Retype exactly the lines from the line with "column 467, row 208" to the end of the data, keeping both boundary lines.

═════ Records shown ═════

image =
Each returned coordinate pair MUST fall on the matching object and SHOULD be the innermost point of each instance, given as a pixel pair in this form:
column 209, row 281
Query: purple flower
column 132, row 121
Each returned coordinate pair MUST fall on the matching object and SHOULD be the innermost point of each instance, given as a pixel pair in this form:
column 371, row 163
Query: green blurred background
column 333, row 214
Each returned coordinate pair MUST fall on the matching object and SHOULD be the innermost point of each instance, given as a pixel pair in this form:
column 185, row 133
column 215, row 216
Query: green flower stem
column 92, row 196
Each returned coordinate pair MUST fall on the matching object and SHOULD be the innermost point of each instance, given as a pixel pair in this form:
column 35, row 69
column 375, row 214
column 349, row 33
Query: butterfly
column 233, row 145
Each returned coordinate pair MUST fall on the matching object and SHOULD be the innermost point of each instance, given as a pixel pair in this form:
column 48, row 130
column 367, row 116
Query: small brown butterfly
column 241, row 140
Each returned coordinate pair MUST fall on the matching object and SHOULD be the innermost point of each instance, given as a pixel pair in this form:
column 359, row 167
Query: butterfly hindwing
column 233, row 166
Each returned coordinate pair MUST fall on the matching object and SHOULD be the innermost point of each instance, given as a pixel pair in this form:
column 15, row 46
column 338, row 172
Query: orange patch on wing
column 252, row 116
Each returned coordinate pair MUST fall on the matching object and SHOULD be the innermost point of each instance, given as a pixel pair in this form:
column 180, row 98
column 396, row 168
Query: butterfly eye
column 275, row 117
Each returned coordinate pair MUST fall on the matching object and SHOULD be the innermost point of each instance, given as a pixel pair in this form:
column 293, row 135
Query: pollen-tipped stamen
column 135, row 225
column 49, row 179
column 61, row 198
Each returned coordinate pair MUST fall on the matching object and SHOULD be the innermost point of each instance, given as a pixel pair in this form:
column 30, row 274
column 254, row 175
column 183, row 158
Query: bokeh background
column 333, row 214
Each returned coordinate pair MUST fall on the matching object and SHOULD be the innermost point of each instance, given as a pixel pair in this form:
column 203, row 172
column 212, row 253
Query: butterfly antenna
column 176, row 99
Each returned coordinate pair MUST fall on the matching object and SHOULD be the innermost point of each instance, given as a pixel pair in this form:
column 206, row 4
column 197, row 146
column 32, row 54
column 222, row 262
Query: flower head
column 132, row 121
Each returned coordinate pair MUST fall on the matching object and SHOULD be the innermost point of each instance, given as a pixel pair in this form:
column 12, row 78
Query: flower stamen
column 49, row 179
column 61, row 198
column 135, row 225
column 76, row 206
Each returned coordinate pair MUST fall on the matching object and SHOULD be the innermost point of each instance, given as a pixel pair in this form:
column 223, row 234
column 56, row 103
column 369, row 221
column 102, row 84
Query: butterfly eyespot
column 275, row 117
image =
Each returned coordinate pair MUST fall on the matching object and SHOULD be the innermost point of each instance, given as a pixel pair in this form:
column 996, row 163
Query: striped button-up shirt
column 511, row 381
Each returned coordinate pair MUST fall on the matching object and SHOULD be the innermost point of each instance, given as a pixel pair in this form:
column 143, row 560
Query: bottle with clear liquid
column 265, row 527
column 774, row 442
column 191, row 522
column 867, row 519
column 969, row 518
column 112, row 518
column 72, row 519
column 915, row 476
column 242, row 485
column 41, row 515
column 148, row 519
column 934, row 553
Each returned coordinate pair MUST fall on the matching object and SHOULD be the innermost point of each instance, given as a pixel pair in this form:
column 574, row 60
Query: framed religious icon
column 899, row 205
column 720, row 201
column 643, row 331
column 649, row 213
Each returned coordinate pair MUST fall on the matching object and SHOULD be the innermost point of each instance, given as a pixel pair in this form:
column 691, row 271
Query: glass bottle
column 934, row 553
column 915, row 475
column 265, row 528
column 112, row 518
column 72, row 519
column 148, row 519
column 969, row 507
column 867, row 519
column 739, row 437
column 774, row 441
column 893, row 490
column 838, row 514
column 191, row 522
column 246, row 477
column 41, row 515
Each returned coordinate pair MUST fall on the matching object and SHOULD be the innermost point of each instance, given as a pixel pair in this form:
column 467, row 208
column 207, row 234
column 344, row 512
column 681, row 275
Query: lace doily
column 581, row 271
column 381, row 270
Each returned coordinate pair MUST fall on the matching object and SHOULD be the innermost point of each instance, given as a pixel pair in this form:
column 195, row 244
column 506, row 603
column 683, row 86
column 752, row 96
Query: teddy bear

═════

• [Response to this exercise]:
column 467, row 208
column 207, row 234
column 344, row 512
column 681, row 275
Query: lace doily
column 581, row 271
column 381, row 270
Each returned coordinate pair MUST fall on the matching object and SHOULD be the innermost point of each instance, given as a pixel pair in this form:
column 195, row 244
column 506, row 603
column 683, row 86
column 752, row 96
Query: teddy bear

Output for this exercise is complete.